··· Source records ···

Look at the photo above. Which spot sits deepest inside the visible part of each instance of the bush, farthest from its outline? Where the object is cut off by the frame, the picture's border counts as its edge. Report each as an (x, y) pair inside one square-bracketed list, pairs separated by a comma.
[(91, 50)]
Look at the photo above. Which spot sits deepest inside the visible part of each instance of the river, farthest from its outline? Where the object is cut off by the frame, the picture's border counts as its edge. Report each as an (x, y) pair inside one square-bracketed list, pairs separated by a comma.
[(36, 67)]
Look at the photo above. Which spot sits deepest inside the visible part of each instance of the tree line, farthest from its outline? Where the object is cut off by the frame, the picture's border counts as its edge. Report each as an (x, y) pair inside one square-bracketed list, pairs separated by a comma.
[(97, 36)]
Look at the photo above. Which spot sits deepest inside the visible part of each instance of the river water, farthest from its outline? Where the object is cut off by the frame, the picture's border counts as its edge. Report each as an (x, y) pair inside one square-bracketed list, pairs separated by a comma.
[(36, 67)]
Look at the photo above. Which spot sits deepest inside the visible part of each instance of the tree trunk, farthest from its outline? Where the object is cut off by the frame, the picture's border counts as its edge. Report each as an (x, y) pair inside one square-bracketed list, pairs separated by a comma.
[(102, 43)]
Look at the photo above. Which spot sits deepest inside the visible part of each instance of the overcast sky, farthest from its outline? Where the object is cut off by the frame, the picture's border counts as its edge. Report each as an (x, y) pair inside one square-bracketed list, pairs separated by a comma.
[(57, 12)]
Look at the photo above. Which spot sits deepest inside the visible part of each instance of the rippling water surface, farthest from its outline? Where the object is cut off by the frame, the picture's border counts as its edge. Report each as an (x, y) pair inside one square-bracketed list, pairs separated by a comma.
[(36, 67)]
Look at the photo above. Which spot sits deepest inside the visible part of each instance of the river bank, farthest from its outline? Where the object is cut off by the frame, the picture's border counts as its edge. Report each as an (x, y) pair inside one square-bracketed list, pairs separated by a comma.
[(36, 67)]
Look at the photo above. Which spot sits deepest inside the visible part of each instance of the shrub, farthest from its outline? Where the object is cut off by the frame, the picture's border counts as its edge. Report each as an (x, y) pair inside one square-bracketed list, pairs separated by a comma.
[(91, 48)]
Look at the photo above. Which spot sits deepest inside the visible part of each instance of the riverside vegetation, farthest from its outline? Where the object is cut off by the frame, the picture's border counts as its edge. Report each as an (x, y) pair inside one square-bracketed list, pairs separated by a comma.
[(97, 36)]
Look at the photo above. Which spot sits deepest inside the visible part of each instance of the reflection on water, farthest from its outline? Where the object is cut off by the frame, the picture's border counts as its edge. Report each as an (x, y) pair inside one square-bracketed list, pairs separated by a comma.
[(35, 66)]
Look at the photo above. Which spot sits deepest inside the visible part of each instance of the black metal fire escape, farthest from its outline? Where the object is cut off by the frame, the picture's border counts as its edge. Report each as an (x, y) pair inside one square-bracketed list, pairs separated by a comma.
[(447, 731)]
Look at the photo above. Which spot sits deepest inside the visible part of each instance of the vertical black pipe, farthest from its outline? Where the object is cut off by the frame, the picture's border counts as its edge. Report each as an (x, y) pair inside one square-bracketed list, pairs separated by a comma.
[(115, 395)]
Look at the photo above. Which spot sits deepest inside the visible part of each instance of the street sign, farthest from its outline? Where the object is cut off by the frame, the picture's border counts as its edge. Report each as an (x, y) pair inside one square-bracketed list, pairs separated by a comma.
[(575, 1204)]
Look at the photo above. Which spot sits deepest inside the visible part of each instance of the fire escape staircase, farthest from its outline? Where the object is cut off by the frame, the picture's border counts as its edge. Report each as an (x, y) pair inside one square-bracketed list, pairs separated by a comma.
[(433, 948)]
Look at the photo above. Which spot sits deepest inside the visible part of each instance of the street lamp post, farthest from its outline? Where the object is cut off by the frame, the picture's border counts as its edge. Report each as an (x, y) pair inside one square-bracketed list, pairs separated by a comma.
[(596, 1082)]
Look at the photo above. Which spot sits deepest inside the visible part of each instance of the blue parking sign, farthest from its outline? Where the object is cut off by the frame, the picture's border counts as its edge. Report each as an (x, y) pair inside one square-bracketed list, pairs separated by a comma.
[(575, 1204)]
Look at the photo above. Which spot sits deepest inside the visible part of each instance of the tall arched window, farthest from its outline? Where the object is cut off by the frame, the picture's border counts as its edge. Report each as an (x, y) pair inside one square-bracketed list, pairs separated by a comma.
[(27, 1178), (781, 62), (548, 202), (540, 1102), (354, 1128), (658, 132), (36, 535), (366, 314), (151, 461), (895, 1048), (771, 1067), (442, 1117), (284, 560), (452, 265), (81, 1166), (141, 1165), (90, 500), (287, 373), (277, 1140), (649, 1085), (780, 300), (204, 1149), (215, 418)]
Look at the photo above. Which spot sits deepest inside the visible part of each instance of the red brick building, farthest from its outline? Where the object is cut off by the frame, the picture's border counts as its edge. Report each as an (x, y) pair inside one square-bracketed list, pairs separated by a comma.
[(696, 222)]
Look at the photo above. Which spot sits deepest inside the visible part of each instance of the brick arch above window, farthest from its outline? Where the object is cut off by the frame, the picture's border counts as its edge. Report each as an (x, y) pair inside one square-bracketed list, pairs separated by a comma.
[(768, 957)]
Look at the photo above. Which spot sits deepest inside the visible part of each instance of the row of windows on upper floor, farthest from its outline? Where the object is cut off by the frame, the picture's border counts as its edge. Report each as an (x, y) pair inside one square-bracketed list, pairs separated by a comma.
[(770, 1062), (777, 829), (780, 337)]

···

Aim of the task
Write out again the stretch of the material from the line containing "of the blue" through the line containing "[(768, 957)]", requests included, and shift every coordinate in the answers by -110.

Task result
Look at the photo above. Which spot sits deepest inside the visible part of each instance of the blue parking sign, farthest from its outline? Where the object is cut off by the frame, the picture's border counts as its edge. Report each as an (x, y) pair inside one square-bracketed list, pairs separated by a comma.
[(465, 1094)]
Look at the photo above. Which spot sits deepest inside the visible part of each instance of the tall arched window, farthest from its outline? Where the object is cut off by the frame, the picture's border counts as its edge. Report each as an (x, y) pair inside one square-bracketed list, pairs separated by a comma.
[(-83, 1068), (671, -48), (438, 92), (430, 992), (244, 1018), (548, 22), (-74, 425), (256, 204), (41, 351), (785, 938), (661, 957), (332, 1007), (174, 450), (342, 155), (-29, 1056), (31, 1055), (-20, 390), (177, 263), (167, 1030), (539, 975), (670, 190), (94, 1039), (105, 308)]
Look at the photo above. Which spot sits deepest inside the visible part of each instance of the red brick building, farthest from its outline? Where the object is cut off by the frame, the picture's border counts as its edge. Report each as an (x, y) pair inside one square-bracketed list, pairs separated by a comma.
[(586, 112)]
Look at the photo above. Which spot sits deepest inside the visible part of each instance of the brick arch above window, farthest from its outline? Where the object is cut off by the frame, the picture's border counts as its edge. Report each as an (x, y) pair inside one square-bracketed list, pairs separated by a comma.
[(658, 847)]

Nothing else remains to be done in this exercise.